• _Task instructions_: Return every line in the records below that contains the string "figurine", with case counting.

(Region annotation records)
◇ ◇ ◇

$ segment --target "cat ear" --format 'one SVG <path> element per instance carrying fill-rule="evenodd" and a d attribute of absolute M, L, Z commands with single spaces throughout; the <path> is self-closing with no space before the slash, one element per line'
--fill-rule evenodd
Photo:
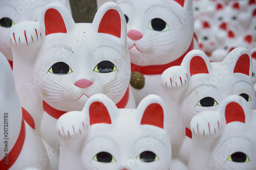
<path fill-rule="evenodd" d="M 136 111 L 140 125 L 148 125 L 165 129 L 167 120 L 166 106 L 161 98 L 150 94 L 139 103 Z"/>
<path fill-rule="evenodd" d="M 194 50 L 185 56 L 181 64 L 189 71 L 190 76 L 199 74 L 209 74 L 211 65 L 208 57 L 201 51 Z"/>
<path fill-rule="evenodd" d="M 75 22 L 71 14 L 63 6 L 51 3 L 45 8 L 44 14 L 38 21 L 45 26 L 45 34 L 67 33 L 73 29 Z"/>
<path fill-rule="evenodd" d="M 127 28 L 124 15 L 116 4 L 108 2 L 102 5 L 95 14 L 92 22 L 98 33 L 126 39 Z"/>
<path fill-rule="evenodd" d="M 233 70 L 233 73 L 241 73 L 252 76 L 251 56 L 245 48 L 234 48 L 227 55 L 223 62 L 230 70 Z"/>
<path fill-rule="evenodd" d="M 90 119 L 90 125 L 96 124 L 111 124 L 113 117 L 117 113 L 117 108 L 107 96 L 96 94 L 91 97 L 86 103 L 83 112 Z"/>

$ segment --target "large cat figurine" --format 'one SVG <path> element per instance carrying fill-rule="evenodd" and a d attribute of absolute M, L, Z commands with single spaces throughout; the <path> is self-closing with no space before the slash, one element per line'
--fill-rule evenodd
<path fill-rule="evenodd" d="M 172 169 L 167 120 L 166 106 L 155 94 L 136 109 L 118 109 L 107 96 L 95 94 L 81 112 L 58 120 L 65 141 L 59 169 Z"/>
<path fill-rule="evenodd" d="M 159 94 L 161 74 L 194 48 L 192 1 L 114 1 L 126 20 L 131 85 L 138 104 L 148 94 Z"/>
<path fill-rule="evenodd" d="M 231 94 L 242 96 L 251 109 L 255 108 L 252 73 L 251 55 L 242 47 L 232 51 L 222 62 L 211 63 L 203 52 L 194 50 L 180 66 L 164 71 L 160 96 L 169 114 L 174 169 L 187 169 L 192 138 L 190 123 L 195 115 L 217 110 Z"/>
<path fill-rule="evenodd" d="M 22 106 L 36 113 L 32 116 L 55 163 L 53 168 L 57 168 L 59 147 L 53 129 L 60 115 L 81 110 L 99 93 L 118 108 L 135 108 L 126 28 L 113 3 L 102 6 L 92 23 L 75 23 L 65 7 L 53 3 L 36 22 L 20 22 L 9 32 Z"/>
<path fill-rule="evenodd" d="M 194 116 L 188 169 L 255 169 L 256 111 L 232 95 Z"/>
<path fill-rule="evenodd" d="M 35 21 L 44 8 L 51 3 L 65 6 L 71 13 L 69 0 L 1 0 L 0 1 L 0 52 L 12 65 L 12 53 L 7 36 L 10 28 L 24 20 Z"/>
<path fill-rule="evenodd" d="M 0 169 L 51 169 L 30 114 L 20 106 L 11 67 L 0 53 Z"/>

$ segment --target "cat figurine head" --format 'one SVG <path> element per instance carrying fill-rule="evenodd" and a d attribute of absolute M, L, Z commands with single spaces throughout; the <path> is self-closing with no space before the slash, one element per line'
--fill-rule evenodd
<path fill-rule="evenodd" d="M 0 52 L 9 61 L 12 61 L 11 47 L 7 39 L 10 28 L 22 21 L 35 21 L 44 8 L 54 2 L 65 6 L 71 13 L 69 0 L 2 0 L 0 2 Z"/>
<path fill-rule="evenodd" d="M 192 119 L 188 169 L 253 169 L 256 161 L 256 111 L 243 98 L 232 95 L 217 111 Z"/>
<path fill-rule="evenodd" d="M 60 150 L 59 167 L 171 169 L 167 117 L 165 105 L 155 94 L 143 99 L 136 109 L 118 109 L 106 95 L 95 94 L 82 111 L 68 112 L 58 120 L 57 129 L 68 143 Z"/>

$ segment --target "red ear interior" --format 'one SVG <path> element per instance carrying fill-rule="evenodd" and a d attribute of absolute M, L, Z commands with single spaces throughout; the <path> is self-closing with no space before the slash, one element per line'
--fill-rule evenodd
<path fill-rule="evenodd" d="M 65 23 L 61 15 L 57 10 L 50 8 L 45 14 L 46 35 L 51 34 L 67 33 Z"/>
<path fill-rule="evenodd" d="M 116 10 L 110 9 L 104 14 L 99 23 L 98 33 L 121 37 L 121 18 Z"/>
<path fill-rule="evenodd" d="M 200 56 L 195 56 L 192 58 L 190 63 L 190 75 L 198 74 L 209 74 L 208 68 L 204 59 Z"/>
<path fill-rule="evenodd" d="M 164 114 L 161 105 L 157 103 L 148 105 L 144 112 L 140 124 L 152 125 L 163 129 Z"/>
<path fill-rule="evenodd" d="M 246 54 L 238 59 L 234 69 L 234 73 L 239 72 L 249 76 L 250 72 L 250 57 Z"/>
<path fill-rule="evenodd" d="M 225 110 L 226 124 L 232 122 L 245 123 L 245 115 L 243 108 L 236 102 L 229 103 Z"/>
<path fill-rule="evenodd" d="M 101 103 L 95 102 L 91 104 L 89 108 L 90 124 L 111 124 L 109 111 L 105 106 Z"/>

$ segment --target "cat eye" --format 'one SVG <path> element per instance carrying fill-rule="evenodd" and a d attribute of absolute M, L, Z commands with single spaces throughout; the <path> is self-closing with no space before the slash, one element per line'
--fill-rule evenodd
<path fill-rule="evenodd" d="M 247 101 L 247 102 L 249 102 L 251 100 L 251 98 L 250 98 L 249 95 L 248 95 L 247 94 L 242 93 L 242 94 L 240 94 L 239 95 L 241 95 L 241 96 L 242 96 L 243 98 L 244 98 L 244 99 L 245 99 L 245 100 L 246 100 L 246 101 Z"/>
<path fill-rule="evenodd" d="M 97 72 L 108 73 L 117 70 L 116 66 L 112 62 L 106 60 L 100 62 L 93 70 Z"/>
<path fill-rule="evenodd" d="M 97 154 L 93 158 L 93 160 L 102 163 L 111 163 L 116 161 L 113 156 L 108 152 L 101 152 Z"/>
<path fill-rule="evenodd" d="M 159 159 L 154 152 L 147 151 L 141 153 L 137 157 L 136 159 L 145 162 L 152 162 Z"/>
<path fill-rule="evenodd" d="M 125 14 L 124 14 L 124 17 L 125 18 L 125 20 L 126 21 L 126 25 L 127 26 L 130 25 L 129 18 L 128 18 L 128 17 L 127 16 L 127 15 L 126 15 Z"/>
<path fill-rule="evenodd" d="M 235 162 L 247 162 L 250 161 L 246 154 L 241 152 L 234 153 L 228 157 L 227 160 Z"/>
<path fill-rule="evenodd" d="M 58 62 L 54 64 L 48 71 L 59 75 L 65 75 L 72 72 L 69 66 L 63 62 Z"/>
<path fill-rule="evenodd" d="M 0 19 L 0 26 L 5 28 L 10 28 L 14 25 L 14 22 L 9 18 L 4 17 Z"/>
<path fill-rule="evenodd" d="M 218 105 L 218 103 L 214 98 L 211 97 L 203 98 L 197 104 L 197 105 L 202 107 L 212 107 L 217 105 Z"/>
<path fill-rule="evenodd" d="M 157 31 L 165 31 L 169 30 L 166 22 L 160 18 L 154 18 L 147 25 L 147 28 Z"/>

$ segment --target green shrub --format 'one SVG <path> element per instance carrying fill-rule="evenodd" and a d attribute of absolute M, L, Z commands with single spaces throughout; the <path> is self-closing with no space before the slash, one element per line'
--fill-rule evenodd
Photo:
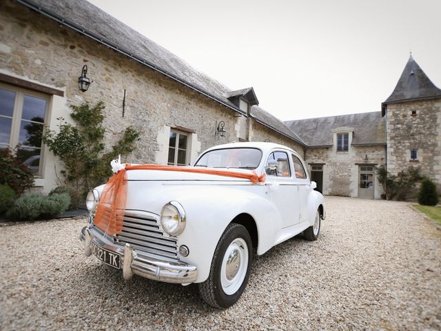
<path fill-rule="evenodd" d="M 435 183 L 428 178 L 424 178 L 420 187 L 418 203 L 420 205 L 436 205 L 438 201 L 438 192 L 436 192 Z"/>
<path fill-rule="evenodd" d="M 8 185 L 0 184 L 0 214 L 2 214 L 12 205 L 17 194 Z"/>
<path fill-rule="evenodd" d="M 14 221 L 53 219 L 68 209 L 70 203 L 67 193 L 48 196 L 30 193 L 17 199 L 7 216 Z"/>
<path fill-rule="evenodd" d="M 33 172 L 8 148 L 0 148 L 0 184 L 8 185 L 19 195 L 34 185 Z"/>
<path fill-rule="evenodd" d="M 46 128 L 43 141 L 64 163 L 65 170 L 60 172 L 63 185 L 70 189 L 71 203 L 77 207 L 84 203 L 88 192 L 112 176 L 110 161 L 134 150 L 141 132 L 129 126 L 118 134 L 115 145 L 106 146 L 103 103 L 85 103 L 70 108 L 75 126 L 59 118 L 59 130 Z"/>
<path fill-rule="evenodd" d="M 417 185 L 422 179 L 419 167 L 410 166 L 397 174 L 391 174 L 382 165 L 376 167 L 376 172 L 389 200 L 403 201 L 417 197 Z"/>
<path fill-rule="evenodd" d="M 72 188 L 64 185 L 57 186 L 49 192 L 49 195 L 61 194 L 63 193 L 69 195 L 69 197 L 70 197 L 70 204 L 69 205 L 69 209 L 76 209 L 78 206 L 72 199 L 72 197 L 74 197 L 75 194 L 72 192 Z M 84 201 L 83 201 L 81 202 L 83 203 Z"/>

◇ ◇ ◇

• _Solution_:
$ segment --target "large cat figurine" --format 'one SVG <path> element per instance carrying fill-rule="evenodd" and a d attribute of absolute M, L, Z commands with single spaces throughout; the <path> is self-closing with no space before the slash, one element per line'
$ segment --target "cat figurine head" --format 'one SVG <path> element per instance carrying fill-rule="evenodd" and a d attribute of absolute M, L, Z commands with single spaces throughout; the <path> is self-closing with no space before the slash, one element per line'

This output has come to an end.